-------- Record set

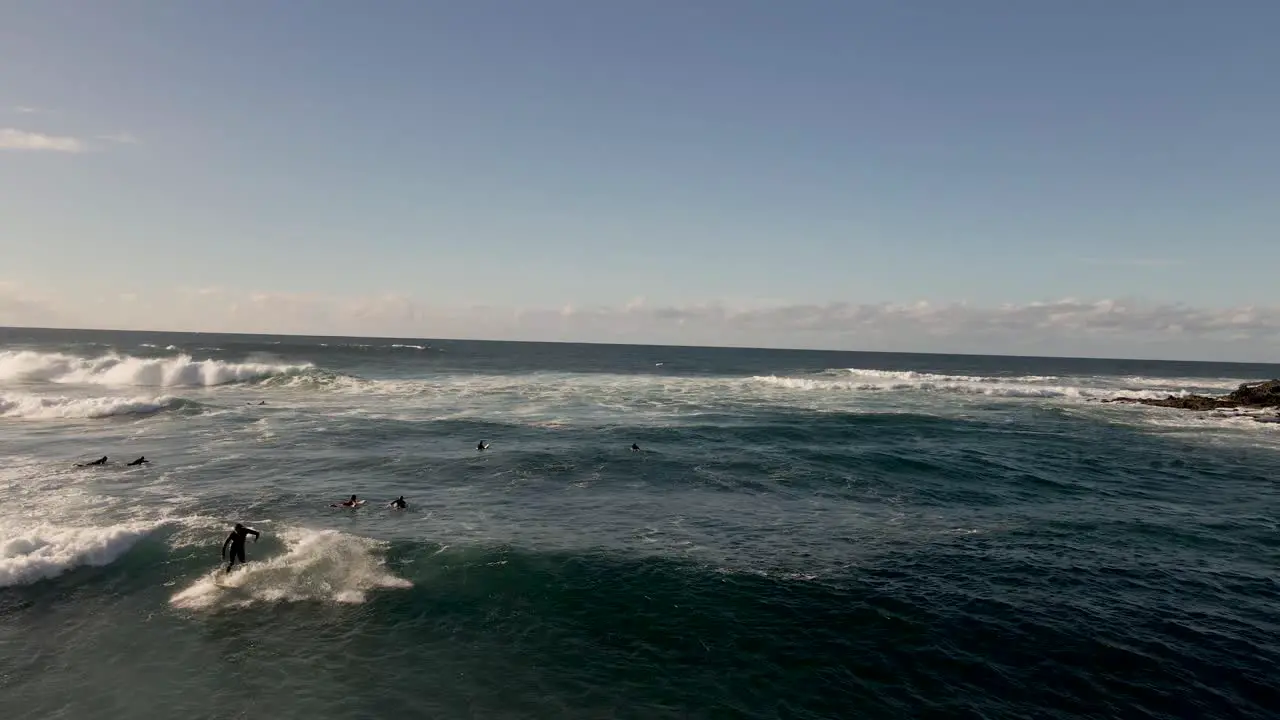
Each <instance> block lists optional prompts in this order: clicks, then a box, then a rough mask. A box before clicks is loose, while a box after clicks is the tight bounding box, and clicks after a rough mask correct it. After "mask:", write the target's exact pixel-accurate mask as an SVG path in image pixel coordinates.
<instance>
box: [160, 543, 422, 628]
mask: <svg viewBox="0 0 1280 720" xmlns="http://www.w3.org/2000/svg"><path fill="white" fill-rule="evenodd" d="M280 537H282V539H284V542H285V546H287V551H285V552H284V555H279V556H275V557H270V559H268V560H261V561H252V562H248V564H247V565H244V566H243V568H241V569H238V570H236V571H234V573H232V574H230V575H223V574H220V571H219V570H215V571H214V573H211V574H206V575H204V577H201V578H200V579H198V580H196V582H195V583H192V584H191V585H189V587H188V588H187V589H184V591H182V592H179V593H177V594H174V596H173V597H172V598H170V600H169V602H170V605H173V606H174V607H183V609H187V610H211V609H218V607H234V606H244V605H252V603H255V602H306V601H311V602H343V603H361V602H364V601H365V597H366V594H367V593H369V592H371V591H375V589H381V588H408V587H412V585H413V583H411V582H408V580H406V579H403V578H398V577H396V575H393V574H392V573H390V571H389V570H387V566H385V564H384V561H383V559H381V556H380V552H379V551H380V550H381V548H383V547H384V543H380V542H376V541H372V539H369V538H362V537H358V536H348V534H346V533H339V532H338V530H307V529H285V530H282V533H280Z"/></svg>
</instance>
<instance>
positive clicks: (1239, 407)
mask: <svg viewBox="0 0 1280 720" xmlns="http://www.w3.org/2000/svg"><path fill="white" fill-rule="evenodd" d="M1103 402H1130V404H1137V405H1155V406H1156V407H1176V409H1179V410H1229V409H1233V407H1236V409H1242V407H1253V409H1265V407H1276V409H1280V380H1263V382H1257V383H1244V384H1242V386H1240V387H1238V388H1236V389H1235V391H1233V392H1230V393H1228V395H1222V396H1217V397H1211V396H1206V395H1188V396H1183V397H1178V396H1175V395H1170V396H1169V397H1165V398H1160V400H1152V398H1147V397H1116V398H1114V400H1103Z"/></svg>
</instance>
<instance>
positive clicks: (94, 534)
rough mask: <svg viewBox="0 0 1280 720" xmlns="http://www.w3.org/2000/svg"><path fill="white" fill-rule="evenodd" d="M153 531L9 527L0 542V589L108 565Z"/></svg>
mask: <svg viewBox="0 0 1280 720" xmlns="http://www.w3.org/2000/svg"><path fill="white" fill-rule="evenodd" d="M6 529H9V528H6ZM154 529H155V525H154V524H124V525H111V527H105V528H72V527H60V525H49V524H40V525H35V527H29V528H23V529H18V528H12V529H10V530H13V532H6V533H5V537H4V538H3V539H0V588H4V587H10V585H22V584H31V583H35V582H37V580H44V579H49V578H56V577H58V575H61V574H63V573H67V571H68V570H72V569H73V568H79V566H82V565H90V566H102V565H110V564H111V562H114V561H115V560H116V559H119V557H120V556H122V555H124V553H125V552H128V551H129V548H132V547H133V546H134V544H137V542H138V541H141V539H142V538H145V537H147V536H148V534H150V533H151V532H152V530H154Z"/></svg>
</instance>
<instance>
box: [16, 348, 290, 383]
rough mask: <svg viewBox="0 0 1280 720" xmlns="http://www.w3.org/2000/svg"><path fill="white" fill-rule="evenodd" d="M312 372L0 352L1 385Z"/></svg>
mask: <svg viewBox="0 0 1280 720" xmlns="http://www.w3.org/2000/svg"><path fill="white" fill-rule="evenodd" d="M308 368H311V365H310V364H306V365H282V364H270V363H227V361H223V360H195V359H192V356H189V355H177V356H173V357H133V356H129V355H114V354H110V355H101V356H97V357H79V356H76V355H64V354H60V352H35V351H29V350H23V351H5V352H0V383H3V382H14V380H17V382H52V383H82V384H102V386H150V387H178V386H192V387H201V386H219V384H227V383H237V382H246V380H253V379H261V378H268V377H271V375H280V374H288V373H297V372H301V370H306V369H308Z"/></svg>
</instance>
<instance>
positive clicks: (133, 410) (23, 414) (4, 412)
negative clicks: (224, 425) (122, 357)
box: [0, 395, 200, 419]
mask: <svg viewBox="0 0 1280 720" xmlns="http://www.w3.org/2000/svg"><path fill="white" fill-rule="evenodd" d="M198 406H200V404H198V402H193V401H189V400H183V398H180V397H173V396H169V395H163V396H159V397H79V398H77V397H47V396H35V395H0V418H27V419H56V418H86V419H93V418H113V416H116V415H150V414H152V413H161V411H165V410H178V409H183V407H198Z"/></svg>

----------------
-------- Record set

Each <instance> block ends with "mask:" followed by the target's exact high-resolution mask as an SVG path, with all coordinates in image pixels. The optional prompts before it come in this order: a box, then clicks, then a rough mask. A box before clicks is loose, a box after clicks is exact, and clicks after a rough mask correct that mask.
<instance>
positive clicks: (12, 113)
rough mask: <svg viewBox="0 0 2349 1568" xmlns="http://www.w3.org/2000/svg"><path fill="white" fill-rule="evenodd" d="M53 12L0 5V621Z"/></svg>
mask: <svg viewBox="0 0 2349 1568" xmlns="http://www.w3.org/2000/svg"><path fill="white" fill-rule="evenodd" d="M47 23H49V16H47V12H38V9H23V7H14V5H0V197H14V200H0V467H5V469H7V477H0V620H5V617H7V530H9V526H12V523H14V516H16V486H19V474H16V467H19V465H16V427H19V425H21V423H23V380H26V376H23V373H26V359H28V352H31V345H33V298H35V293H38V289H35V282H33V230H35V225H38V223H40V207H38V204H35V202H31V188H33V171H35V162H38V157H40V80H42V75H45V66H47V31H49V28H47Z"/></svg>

----------------

-- How to complete this task --
Look above for the line with "positive clicks: (133, 410)" and the line with "negative clicks: (224, 425) (122, 357)". Write out those two lines and all the lines between them, exactly, and no others.

-- Problem solution --
positive clicks: (133, 410) (23, 414) (4, 412)
negative clicks: (224, 425) (122, 357)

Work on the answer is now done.